▶ Task item: Find the line containing "Look at the photo above. For each instance of the bird's". Retype it and every line after it through the end of the entries, exactly as written, with nothing added.

▶ Material to process:
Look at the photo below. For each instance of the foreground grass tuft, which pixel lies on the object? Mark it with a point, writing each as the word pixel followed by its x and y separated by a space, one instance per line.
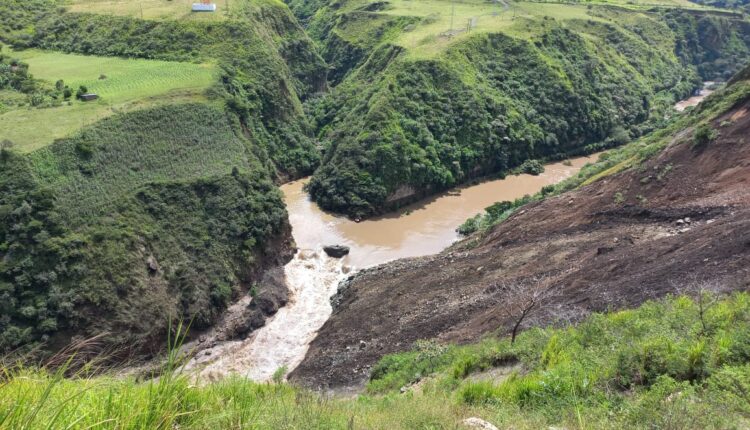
pixel 659 366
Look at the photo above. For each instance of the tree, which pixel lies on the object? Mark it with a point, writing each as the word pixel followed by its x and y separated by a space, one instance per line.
pixel 524 298
pixel 706 294
pixel 81 91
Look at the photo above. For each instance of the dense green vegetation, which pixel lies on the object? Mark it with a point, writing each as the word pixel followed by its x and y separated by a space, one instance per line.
pixel 408 116
pixel 267 62
pixel 130 224
pixel 155 202
pixel 121 84
pixel 631 155
pixel 742 6
pixel 666 364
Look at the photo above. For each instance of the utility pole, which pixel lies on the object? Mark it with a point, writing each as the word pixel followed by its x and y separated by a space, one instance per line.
pixel 453 14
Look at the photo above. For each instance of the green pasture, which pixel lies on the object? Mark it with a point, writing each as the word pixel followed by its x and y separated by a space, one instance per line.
pixel 444 22
pixel 166 9
pixel 122 84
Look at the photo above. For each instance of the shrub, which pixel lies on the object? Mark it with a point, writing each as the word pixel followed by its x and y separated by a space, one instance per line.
pixel 531 167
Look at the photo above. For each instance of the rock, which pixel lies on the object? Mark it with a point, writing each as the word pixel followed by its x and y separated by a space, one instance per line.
pixel 307 254
pixel 478 423
pixel 336 251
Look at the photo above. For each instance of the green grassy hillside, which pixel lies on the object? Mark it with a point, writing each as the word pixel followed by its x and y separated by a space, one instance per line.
pixel 121 84
pixel 130 224
pixel 265 62
pixel 421 108
pixel 657 366
pixel 155 202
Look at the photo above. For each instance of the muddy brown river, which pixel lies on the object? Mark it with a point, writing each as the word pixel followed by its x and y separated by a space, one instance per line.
pixel 420 229
pixel 423 228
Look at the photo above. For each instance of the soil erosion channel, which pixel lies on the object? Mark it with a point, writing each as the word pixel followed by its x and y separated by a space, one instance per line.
pixel 312 277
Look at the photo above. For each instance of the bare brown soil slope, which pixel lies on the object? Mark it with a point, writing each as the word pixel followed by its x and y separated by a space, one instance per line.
pixel 612 244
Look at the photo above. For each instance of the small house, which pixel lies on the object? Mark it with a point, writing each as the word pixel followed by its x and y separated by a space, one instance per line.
pixel 204 7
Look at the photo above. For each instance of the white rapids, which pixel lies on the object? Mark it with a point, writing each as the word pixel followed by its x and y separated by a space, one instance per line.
pixel 312 278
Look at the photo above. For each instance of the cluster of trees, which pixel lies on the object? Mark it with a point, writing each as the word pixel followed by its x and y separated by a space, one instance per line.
pixel 97 236
pixel 15 76
pixel 268 63
pixel 719 47
pixel 420 124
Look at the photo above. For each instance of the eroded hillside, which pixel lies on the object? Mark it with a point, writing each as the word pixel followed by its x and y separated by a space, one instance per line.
pixel 679 210
pixel 432 95
pixel 157 202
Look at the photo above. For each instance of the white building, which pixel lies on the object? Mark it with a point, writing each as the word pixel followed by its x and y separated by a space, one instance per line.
pixel 204 7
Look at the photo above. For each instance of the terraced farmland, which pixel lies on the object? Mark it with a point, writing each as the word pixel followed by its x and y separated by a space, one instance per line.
pixel 122 84
pixel 167 9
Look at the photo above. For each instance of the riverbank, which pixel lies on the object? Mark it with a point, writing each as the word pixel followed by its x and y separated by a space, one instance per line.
pixel 681 215
pixel 271 333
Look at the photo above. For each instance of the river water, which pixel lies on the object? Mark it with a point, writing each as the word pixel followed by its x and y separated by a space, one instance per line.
pixel 423 228
pixel 697 98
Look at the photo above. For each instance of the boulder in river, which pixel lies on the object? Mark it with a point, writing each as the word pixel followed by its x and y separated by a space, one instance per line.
pixel 336 251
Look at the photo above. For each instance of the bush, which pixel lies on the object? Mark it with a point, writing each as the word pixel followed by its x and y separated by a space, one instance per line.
pixel 531 167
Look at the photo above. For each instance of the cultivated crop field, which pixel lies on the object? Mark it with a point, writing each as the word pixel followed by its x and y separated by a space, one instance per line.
pixel 167 9
pixel 122 84
pixel 445 21
pixel 151 9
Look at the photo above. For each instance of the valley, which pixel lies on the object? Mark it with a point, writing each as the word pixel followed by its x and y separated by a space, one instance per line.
pixel 169 180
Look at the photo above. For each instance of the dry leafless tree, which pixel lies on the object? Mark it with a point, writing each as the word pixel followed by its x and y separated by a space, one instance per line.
pixel 522 298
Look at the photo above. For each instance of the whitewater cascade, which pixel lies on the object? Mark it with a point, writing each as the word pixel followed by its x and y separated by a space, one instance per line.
pixel 312 278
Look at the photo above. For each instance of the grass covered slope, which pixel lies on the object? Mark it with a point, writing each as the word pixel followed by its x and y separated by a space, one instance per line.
pixel 663 365
pixel 413 117
pixel 166 208
pixel 130 224
pixel 612 237
pixel 266 64
pixel 121 85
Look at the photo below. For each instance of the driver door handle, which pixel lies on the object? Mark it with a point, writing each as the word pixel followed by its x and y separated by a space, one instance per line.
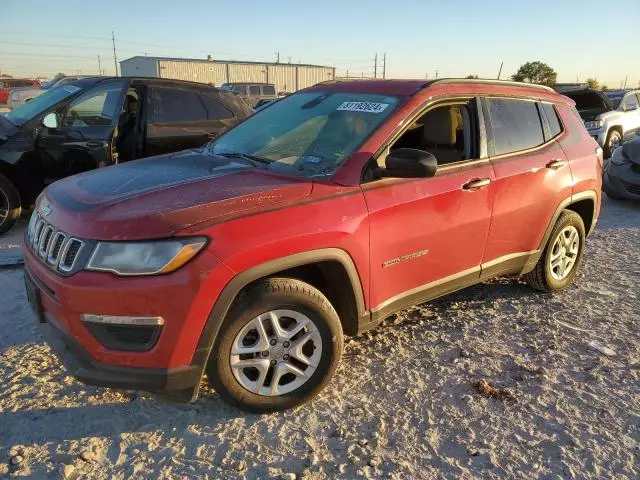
pixel 476 184
pixel 556 164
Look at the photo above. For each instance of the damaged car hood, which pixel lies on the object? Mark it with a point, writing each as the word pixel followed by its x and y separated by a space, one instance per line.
pixel 159 196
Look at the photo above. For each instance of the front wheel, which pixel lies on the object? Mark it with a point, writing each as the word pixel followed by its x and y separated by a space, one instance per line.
pixel 278 347
pixel 10 205
pixel 559 263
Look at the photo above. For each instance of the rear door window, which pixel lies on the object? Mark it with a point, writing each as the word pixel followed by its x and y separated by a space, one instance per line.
pixel 515 125
pixel 172 105
pixel 216 110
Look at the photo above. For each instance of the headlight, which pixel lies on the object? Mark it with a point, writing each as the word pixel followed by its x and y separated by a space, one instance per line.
pixel 618 158
pixel 144 258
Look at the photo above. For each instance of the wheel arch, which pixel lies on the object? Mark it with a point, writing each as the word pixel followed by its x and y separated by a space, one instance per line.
pixel 584 204
pixel 325 262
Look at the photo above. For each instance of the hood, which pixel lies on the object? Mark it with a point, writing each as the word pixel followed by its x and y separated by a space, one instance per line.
pixel 159 196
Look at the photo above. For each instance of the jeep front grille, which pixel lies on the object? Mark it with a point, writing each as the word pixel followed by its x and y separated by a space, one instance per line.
pixel 55 248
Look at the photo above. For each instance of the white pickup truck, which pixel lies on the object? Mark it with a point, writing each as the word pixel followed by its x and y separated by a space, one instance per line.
pixel 611 117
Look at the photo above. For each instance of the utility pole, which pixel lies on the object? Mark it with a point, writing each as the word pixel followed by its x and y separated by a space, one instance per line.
pixel 115 60
pixel 384 65
pixel 375 66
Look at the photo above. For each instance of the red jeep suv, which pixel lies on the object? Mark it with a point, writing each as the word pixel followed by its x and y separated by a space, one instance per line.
pixel 250 258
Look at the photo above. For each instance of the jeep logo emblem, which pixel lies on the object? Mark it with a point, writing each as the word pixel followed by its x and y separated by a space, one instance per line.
pixel 45 210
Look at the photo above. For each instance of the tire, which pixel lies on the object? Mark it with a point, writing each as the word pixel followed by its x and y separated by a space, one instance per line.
pixel 10 205
pixel 612 142
pixel 544 277
pixel 268 297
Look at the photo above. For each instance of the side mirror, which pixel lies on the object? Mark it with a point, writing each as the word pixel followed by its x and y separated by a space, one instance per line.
pixel 50 120
pixel 410 163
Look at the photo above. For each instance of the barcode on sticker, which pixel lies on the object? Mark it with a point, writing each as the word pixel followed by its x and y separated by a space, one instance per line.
pixel 368 107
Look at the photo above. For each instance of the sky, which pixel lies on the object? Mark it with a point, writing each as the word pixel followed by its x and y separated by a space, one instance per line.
pixel 421 39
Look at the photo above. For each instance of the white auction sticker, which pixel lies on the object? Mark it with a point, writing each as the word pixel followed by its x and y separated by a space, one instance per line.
pixel 368 107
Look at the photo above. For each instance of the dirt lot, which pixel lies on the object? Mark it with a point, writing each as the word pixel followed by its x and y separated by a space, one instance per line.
pixel 402 405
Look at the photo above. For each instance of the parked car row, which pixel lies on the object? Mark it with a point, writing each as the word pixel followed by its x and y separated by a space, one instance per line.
pixel 611 116
pixel 99 121
pixel 319 216
pixel 8 84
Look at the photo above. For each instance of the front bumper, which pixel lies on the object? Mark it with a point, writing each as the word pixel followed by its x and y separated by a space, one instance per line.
pixel 173 367
pixel 176 384
pixel 622 181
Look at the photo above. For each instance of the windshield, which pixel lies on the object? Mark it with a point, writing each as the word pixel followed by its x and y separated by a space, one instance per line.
pixel 615 98
pixel 308 134
pixel 30 110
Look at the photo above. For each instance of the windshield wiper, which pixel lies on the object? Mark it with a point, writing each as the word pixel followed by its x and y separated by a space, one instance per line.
pixel 255 160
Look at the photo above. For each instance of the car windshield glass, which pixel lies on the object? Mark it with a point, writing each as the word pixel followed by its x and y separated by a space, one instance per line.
pixel 615 98
pixel 308 134
pixel 28 111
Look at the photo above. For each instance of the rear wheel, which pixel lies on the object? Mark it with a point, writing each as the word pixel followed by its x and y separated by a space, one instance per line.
pixel 559 263
pixel 278 347
pixel 612 142
pixel 10 205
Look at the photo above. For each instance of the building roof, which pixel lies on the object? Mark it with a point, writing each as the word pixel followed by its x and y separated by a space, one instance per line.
pixel 204 60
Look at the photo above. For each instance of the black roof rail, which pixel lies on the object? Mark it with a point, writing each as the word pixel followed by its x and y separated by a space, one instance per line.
pixel 489 82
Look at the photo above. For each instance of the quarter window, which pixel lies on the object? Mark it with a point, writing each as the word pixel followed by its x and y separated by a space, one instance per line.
pixel 515 125
pixel 552 119
pixel 630 102
pixel 171 105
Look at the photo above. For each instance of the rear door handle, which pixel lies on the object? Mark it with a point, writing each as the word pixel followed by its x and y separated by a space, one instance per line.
pixel 476 184
pixel 555 164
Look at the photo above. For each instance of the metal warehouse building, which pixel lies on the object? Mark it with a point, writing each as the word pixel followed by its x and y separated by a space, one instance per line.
pixel 286 77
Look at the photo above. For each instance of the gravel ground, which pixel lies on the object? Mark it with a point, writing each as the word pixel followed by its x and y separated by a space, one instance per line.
pixel 402 405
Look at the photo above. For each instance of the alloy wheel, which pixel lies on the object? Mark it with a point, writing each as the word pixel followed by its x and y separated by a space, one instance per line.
pixel 276 352
pixel 564 253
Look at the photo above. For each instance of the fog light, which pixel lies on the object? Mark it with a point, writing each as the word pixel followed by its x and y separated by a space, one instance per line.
pixel 122 320
pixel 127 333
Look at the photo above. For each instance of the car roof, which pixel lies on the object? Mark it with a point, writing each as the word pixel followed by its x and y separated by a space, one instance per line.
pixel 89 81
pixel 411 87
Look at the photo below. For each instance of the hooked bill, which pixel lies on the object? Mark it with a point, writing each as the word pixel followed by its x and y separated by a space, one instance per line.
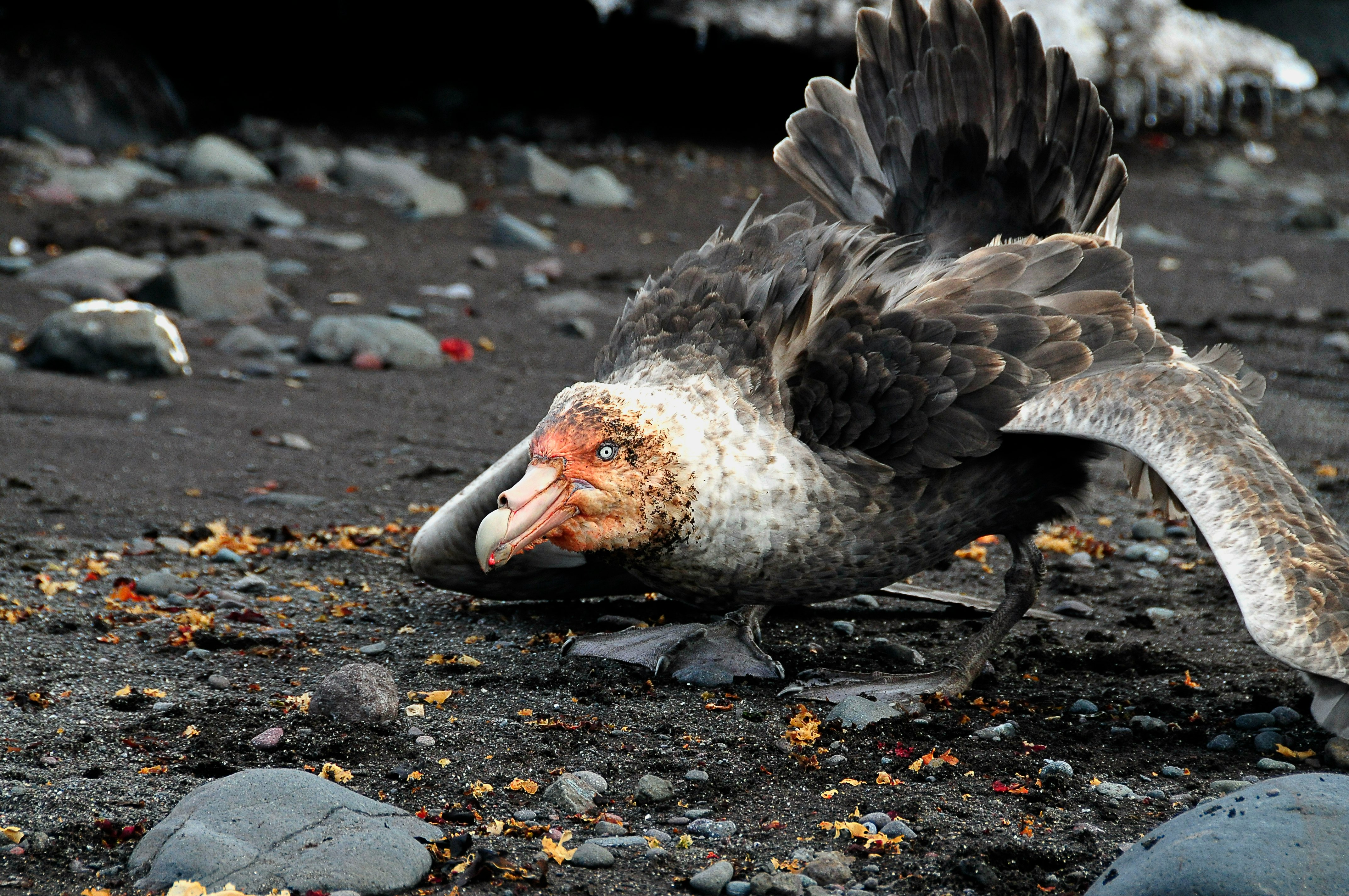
pixel 491 531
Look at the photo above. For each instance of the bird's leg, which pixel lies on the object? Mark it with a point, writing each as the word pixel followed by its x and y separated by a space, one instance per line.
pixel 694 652
pixel 1023 586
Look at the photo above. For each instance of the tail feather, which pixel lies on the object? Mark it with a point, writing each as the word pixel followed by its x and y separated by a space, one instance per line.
pixel 1329 703
pixel 957 126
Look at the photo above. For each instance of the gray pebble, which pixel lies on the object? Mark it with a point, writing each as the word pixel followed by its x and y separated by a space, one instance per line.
pixel 711 880
pixel 1285 717
pixel 269 740
pixel 1058 768
pixel 591 856
pixel 617 843
pixel 596 781
pixel 996 732
pixel 1150 528
pixel 898 829
pixel 1254 721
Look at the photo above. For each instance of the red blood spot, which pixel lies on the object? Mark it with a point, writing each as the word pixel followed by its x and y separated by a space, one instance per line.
pixel 458 349
pixel 367 361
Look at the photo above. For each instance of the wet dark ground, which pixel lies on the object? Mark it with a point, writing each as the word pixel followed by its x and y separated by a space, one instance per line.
pixel 80 474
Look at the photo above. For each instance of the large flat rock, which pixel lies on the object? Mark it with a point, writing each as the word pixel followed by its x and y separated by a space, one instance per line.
pixel 284 829
pixel 1282 836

▶ The completed task:
Look at the photo above. For each instance of the bird's leg, which pixel lies on the object? Mark it with a point, writing each as the word pixel followed by its x and y separated by a space, one instance per line.
pixel 694 652
pixel 1023 586
Look at the photo above. For each instance of the tail feather, which pixel lies on the object? Mark it with a point, writing each as the word pixel followed by its x and y separated by a space, one instance per line.
pixel 1329 703
pixel 957 126
Look at the photo above. For each instance of the gray pebble, which pixel lies on the object? Mark it with a point, writing each as the word pixel followed by its x and y separated by a space, one instance per line.
pixel 711 880
pixel 1285 717
pixel 269 740
pixel 1058 768
pixel 591 856
pixel 617 843
pixel 596 781
pixel 996 732
pixel 1150 528
pixel 898 829
pixel 1254 721
Look at the photo above. For each instance of the red blood spot, which pixel lies on the object? Mark it with a point, writing each as the word pixel followed by its x and y separated by a space, one instance per line.
pixel 458 349
pixel 367 361
Look at the photo above. For each instance of the wet dark ground, which pixel lies on the object? Mark it with a point, writing each as the word pixel followed by its x and y separated by a space, one instance per line.
pixel 80 474
Look at the photo above. For each instance of the large flat rock, which pixel lies on the object? Mark it with a point, writing each as the word pixel followed by its x and y separated by a space, one instance per line.
pixel 284 829
pixel 1282 836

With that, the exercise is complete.